⟨

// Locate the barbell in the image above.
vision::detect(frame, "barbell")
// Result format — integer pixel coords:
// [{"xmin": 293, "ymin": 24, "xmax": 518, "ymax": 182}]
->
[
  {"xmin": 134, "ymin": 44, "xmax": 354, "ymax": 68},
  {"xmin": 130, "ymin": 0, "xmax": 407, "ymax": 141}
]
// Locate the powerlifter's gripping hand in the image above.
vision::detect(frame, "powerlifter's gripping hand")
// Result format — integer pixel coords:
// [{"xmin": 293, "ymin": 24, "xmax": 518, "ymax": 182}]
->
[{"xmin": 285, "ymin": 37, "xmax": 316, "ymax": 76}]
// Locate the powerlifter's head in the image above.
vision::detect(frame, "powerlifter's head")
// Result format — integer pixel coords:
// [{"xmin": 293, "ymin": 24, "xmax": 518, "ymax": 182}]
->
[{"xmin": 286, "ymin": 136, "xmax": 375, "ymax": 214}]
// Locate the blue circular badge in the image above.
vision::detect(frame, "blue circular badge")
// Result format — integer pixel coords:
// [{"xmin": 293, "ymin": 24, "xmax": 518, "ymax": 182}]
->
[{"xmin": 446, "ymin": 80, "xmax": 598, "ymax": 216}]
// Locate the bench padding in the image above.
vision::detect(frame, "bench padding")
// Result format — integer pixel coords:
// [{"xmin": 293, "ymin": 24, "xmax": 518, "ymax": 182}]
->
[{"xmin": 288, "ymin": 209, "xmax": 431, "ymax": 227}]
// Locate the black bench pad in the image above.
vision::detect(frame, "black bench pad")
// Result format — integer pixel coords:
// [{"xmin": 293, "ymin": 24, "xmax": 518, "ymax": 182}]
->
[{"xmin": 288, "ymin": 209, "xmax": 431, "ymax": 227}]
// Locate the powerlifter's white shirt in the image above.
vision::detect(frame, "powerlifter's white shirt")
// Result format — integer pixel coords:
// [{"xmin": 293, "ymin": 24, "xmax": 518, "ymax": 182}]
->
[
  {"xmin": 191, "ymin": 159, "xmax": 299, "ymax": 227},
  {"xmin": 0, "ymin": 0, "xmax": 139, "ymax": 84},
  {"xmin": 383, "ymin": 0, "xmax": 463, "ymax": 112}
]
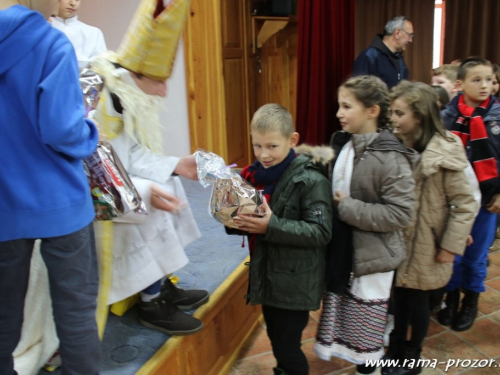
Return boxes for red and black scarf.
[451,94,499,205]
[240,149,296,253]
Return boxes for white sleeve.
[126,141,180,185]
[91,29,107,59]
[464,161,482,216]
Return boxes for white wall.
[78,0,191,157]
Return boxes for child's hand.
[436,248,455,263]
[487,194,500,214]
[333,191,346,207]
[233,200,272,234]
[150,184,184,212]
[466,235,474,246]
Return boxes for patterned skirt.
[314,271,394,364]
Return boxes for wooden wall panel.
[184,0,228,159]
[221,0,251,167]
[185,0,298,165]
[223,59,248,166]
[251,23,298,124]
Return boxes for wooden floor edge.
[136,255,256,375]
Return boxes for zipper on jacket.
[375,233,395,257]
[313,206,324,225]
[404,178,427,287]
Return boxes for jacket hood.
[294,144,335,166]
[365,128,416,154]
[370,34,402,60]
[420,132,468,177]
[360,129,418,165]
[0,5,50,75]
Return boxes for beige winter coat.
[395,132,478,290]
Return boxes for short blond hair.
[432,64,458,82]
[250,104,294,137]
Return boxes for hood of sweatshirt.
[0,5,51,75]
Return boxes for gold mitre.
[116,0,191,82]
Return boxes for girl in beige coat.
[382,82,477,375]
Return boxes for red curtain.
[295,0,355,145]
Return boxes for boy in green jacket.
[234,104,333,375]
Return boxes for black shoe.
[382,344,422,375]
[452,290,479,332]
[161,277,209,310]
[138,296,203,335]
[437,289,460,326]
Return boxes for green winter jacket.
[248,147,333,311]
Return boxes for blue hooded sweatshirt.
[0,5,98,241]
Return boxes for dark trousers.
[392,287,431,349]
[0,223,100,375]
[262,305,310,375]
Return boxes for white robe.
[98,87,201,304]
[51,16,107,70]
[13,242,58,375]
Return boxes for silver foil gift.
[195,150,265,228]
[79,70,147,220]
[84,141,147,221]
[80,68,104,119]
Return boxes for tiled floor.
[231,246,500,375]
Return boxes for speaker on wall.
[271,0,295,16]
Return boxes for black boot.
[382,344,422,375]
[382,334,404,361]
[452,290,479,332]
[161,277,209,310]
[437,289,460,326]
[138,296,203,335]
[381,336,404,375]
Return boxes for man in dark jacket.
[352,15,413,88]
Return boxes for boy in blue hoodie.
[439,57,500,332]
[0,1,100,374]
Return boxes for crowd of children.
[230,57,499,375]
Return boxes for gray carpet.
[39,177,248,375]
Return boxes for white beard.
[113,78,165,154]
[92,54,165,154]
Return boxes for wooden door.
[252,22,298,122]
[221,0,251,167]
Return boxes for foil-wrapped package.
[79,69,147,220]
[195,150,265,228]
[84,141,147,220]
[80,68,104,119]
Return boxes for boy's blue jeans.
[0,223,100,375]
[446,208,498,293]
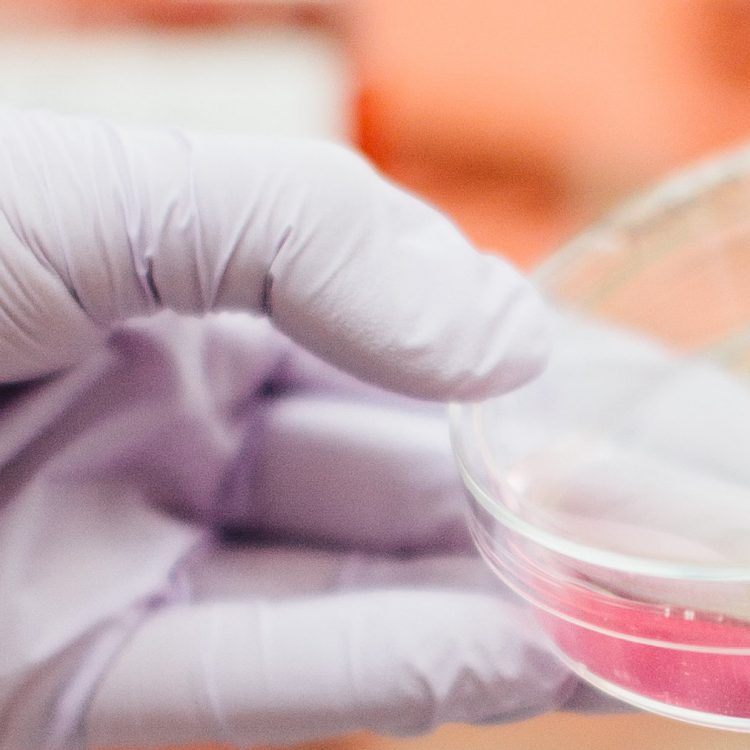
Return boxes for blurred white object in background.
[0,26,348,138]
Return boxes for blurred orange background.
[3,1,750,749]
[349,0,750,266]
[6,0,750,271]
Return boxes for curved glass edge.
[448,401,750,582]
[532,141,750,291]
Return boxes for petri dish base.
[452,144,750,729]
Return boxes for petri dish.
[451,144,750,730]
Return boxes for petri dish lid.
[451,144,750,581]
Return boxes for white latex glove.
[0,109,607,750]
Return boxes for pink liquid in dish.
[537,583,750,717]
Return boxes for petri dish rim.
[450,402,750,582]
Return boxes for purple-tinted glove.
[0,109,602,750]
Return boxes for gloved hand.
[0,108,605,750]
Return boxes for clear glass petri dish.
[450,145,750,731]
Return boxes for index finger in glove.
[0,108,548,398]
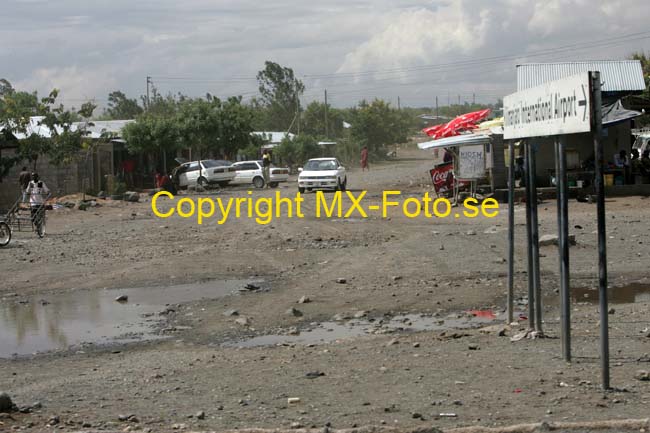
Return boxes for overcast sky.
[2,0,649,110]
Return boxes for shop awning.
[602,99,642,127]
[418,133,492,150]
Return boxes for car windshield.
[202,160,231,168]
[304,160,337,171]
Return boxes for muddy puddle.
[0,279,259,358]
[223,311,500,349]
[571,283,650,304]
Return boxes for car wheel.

⟩

WHAT TO WORK ON »
No images belong in the copy. Transcribe every record exactly.

RESULT BELOW »
// Locate the barbell in the image above.
vision::detect(frame, "barbell")
// Result format — integer pixel coords:
// [{"xmin": 293, "ymin": 24, "xmax": 518, "ymax": 182}]
->
[
  {"xmin": 134, "ymin": 44, "xmax": 354, "ymax": 68},
  {"xmin": 130, "ymin": 0, "xmax": 407, "ymax": 141}
]
// Locate the powerlifter's gripping hand in the image above.
vision::detect(frame, "powerlifter's gripping hand")
// Result format — integer pixel coords:
// [{"xmin": 293, "ymin": 24, "xmax": 518, "ymax": 182}]
->
[{"xmin": 285, "ymin": 37, "xmax": 316, "ymax": 76}]
// Locate the powerlifter's head in the image above.
vision::detect(frame, "powerlifter's head")
// Result format — integer pixel coords:
// [{"xmin": 293, "ymin": 24, "xmax": 518, "ymax": 182}]
->
[{"xmin": 286, "ymin": 136, "xmax": 375, "ymax": 214}]
// Locate the blue circular badge in the image above.
vision::detect(frame, "blue circular badge")
// Result format — integer pixel coords:
// [{"xmin": 293, "ymin": 24, "xmax": 518, "ymax": 182}]
->
[{"xmin": 446, "ymin": 80, "xmax": 598, "ymax": 216}]
// Locate the bench padding in the image above.
vision::detect(frame, "bench padding")
// Result format — integer pixel coords:
// [{"xmin": 293, "ymin": 24, "xmax": 518, "ymax": 182}]
->
[{"xmin": 288, "ymin": 209, "xmax": 431, "ymax": 227}]
// Locate the black bench pad in the image above.
vision::detect(frame, "black bench pad")
// Result format — integer pixel coords:
// [{"xmin": 293, "ymin": 24, "xmax": 518, "ymax": 182}]
->
[{"xmin": 288, "ymin": 209, "xmax": 431, "ymax": 227}]
// Locate the powerlifter's white shirt in the image above.
vision::detect(frame, "powerlifter's white shirt")
// Result format — integer pixel coords:
// [{"xmin": 293, "ymin": 24, "xmax": 518, "ymax": 182}]
->
[
  {"xmin": 191, "ymin": 159, "xmax": 299, "ymax": 227},
  {"xmin": 0, "ymin": 0, "xmax": 139, "ymax": 84},
  {"xmin": 383, "ymin": 0, "xmax": 463, "ymax": 112}
]
Return boxes for red and black scarf.
[451,94,499,205]
[240,149,296,253]
Return boxes for white sleeve.
[126,141,180,185]
[91,29,107,59]
[464,161,482,216]
Return boxes for white wall.
[78,0,191,157]
Return boxes for child's hand.
[436,248,455,263]
[487,194,500,214]
[333,191,346,207]
[233,200,272,234]
[150,184,184,212]
[466,235,474,246]
Return boxes for patterned skirt.
[314,271,394,364]
Return boxes for wooden wall panel.
[184,0,228,159]
[221,0,251,167]
[185,0,298,165]
[223,59,248,166]
[251,23,298,124]
Return boxes for wooden floor edge.
[136,255,256,375]
Return boxes for zipper on jacket.
[375,233,395,257]
[313,206,324,225]
[404,178,427,287]
Return boxes for jacket hood.
[294,144,335,166]
[365,128,416,154]
[370,34,402,60]
[420,132,468,177]
[360,129,418,165]
[0,5,50,75]
Return boxes for beige winter coat.
[395,132,478,290]
Return boxes for short blond hair.
[432,64,458,82]
[250,104,294,137]
Return boxes for hood of sweatshirt.
[0,5,51,75]
Return boxes for gold mitre.
[116,0,191,82]
Return boxes for girl in beige coat.
[382,82,477,375]
Return boxes for red curtain.
[295,0,355,145]
Return boxes for boy in green jacket.
[234,104,333,375]
Return boxes for black shoe.
[382,344,422,375]
[452,290,479,332]
[161,277,209,310]
[138,296,203,335]
[437,289,460,326]
Return boxes for green winter jacket.
[248,147,333,311]
Return boxes for blue hooded sweatshirt.
[0,5,98,241]
Return boxes for dark trousers.
[392,287,431,349]
[0,223,100,375]
[262,305,310,375]
Return boxes for white robe.
[98,87,201,304]
[51,16,107,70]
[13,242,58,375]
Return boxes for silver foil gift.
[195,150,265,228]
[79,70,147,220]
[84,141,147,221]
[80,68,104,119]
Return boxes for tiled floor.
[231,246,500,375]
Return boxes for speaker on wall.
[271,0,295,16]
Return boxes for black boot.
[382,344,422,375]
[382,334,404,361]
[452,290,479,332]
[161,277,209,310]
[437,289,460,326]
[138,296,203,335]
[381,336,404,375]
Return boxes for man in dark jacket.
[352,15,413,88]
Return boxes for boy in blue hoodie.
[439,57,500,332]
[0,1,100,374]
Return boxes for crowd of children.
[230,57,499,375]
Return boxes for gray carpet.
[39,177,248,375]
Return boxes for white beard.
[113,78,165,154]
[92,54,165,154]
Return boxes for wooden door.
[252,22,298,122]
[221,0,251,167]
Return boxes for foil-wrapped package.
[79,69,147,220]
[195,150,265,228]
[84,141,147,220]
[80,68,104,119]
Return boxes for boy's blue jeans.
[0,223,100,375]
[446,208,498,293]
Return boxes for blurred white object in background.
[0,26,348,138]
Return boxes for blurred orange background.
[3,1,750,749]
[349,0,750,266]
[6,0,750,271]
Return boxes for curved glass edge.
[448,401,750,582]
[532,141,750,291]
Return boxes for petri dish base.
[452,144,750,729]
Return boxes for petri dish.
[451,144,750,730]
Return boxes for petri dish lid.
[451,144,750,581]
Return boxes for white latex glove.
[0,109,607,750]
Return boxes for pink liquid in dish.
[537,583,750,717]
Return boxes for petri dish rim.
[450,402,750,582]
Return boxes for purple-tinted glove.
[0,109,602,750]
Return boxes for gloved hand.
[0,108,605,750]
Return boxes for clear glass petri dish.
[450,145,750,731]
Return boxes for index finger in glove.
[0,108,548,398]
Return boxes for overcast sky.
[2,0,649,110]
Return boxes for shop awning.
[602,99,642,127]
[418,133,492,150]
Return boxes for car windshield.
[202,160,231,168]
[304,160,337,171]
Return boxes for muddy puddle.
[0,279,259,358]
[223,311,500,349]
[571,283,650,304]
Return boxes for car wheel.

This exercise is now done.